*Brief*. Gather every line of the material below that contains the word "outline", treating uppercase and lowercase as distinct.

*Input for this task*.
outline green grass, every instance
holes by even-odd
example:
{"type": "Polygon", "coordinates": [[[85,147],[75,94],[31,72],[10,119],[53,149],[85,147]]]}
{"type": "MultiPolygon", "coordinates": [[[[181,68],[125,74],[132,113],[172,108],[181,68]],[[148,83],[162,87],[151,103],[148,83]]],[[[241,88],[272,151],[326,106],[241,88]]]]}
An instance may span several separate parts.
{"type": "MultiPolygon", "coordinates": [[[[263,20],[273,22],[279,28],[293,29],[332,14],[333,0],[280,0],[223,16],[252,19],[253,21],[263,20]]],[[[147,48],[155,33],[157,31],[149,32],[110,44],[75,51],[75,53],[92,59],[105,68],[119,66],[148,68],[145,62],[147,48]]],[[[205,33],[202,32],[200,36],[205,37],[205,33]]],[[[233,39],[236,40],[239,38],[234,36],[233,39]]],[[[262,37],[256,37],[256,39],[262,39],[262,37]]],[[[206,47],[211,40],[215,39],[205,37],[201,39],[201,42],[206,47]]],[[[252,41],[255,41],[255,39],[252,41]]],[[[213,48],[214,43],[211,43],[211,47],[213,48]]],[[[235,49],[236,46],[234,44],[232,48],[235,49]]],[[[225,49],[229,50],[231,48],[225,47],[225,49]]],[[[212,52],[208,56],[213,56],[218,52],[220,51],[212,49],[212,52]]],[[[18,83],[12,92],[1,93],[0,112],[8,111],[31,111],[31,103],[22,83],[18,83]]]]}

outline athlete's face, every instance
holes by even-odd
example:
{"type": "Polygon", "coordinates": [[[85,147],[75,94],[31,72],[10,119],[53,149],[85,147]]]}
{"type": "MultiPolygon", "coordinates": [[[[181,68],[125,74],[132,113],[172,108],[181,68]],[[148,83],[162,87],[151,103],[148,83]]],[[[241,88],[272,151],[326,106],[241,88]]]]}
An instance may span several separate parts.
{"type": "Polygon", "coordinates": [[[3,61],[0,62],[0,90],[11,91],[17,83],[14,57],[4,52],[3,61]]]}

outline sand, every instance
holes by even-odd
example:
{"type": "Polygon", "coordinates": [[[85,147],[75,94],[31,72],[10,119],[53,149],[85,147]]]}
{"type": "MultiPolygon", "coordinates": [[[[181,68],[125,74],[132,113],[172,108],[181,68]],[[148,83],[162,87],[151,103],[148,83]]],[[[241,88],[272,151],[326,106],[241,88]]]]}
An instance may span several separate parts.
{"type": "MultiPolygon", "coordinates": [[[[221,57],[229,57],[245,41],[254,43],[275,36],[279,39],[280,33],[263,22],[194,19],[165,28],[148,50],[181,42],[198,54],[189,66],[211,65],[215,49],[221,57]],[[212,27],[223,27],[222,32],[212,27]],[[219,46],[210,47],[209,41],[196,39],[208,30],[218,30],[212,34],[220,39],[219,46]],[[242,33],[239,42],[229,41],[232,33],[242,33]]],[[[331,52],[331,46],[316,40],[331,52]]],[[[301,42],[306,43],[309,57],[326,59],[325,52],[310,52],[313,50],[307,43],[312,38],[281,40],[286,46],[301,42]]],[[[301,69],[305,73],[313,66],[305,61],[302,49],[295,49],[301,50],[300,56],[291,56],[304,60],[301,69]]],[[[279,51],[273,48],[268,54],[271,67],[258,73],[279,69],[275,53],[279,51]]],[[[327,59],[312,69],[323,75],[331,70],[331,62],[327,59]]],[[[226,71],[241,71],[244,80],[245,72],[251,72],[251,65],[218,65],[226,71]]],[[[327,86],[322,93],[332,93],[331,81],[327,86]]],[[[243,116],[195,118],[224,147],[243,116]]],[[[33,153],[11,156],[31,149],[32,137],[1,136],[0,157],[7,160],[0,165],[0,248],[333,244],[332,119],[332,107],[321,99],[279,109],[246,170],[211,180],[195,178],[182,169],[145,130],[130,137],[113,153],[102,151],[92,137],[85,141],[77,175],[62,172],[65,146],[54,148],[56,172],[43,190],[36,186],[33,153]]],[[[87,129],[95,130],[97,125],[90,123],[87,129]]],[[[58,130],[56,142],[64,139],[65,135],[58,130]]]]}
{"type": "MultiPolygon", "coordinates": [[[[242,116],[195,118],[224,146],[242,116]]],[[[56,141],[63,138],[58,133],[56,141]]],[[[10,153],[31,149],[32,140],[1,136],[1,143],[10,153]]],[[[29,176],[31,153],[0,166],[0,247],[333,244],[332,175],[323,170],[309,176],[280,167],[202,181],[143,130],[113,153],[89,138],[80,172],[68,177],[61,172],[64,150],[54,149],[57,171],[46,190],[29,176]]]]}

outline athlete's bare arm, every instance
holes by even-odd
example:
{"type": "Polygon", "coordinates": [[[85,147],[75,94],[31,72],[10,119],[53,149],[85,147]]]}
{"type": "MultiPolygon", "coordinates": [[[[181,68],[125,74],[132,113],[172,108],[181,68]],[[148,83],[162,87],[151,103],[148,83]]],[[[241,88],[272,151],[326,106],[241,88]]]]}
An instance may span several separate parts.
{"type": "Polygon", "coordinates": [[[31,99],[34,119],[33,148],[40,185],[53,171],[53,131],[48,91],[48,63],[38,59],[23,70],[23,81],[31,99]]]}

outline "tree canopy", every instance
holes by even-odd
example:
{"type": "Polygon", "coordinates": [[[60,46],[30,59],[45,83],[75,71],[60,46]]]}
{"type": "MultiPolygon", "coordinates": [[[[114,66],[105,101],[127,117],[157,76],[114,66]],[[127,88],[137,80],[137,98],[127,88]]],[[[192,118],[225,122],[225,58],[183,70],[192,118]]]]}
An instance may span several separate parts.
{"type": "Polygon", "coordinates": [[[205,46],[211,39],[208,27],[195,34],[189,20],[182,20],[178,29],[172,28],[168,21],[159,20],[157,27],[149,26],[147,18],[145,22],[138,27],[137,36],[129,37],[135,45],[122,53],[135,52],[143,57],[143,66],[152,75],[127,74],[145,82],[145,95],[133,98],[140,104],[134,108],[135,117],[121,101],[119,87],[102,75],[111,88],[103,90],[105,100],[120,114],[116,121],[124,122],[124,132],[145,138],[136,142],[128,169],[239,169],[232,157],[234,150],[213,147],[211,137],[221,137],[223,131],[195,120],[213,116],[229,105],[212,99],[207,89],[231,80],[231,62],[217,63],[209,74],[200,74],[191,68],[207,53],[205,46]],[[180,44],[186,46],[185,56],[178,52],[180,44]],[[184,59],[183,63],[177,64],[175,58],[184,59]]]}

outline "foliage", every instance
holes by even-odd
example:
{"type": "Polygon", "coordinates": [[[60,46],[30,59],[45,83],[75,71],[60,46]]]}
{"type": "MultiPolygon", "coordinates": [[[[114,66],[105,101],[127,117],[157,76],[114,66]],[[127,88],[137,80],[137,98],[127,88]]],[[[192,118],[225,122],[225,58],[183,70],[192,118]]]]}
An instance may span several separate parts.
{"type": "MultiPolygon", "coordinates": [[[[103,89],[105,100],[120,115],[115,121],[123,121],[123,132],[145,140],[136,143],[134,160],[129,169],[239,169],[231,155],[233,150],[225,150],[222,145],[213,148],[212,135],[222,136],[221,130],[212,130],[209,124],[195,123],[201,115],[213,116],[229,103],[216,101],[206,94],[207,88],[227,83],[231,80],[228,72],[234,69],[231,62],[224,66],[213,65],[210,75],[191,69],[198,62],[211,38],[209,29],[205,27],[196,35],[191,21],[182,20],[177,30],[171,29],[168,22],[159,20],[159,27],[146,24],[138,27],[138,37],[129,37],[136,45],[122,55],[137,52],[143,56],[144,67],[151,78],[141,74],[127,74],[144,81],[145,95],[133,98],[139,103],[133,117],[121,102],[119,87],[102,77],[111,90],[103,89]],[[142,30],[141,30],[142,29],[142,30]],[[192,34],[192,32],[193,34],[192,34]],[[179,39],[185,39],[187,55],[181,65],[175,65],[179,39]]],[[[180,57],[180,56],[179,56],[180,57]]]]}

*Answer to this task*.
outline green grass, every instance
outline athlete's face, every instance
outline sand, every instance
outline athlete's bare arm, every instance
outline "tree canopy", every instance
outline "foliage", every instance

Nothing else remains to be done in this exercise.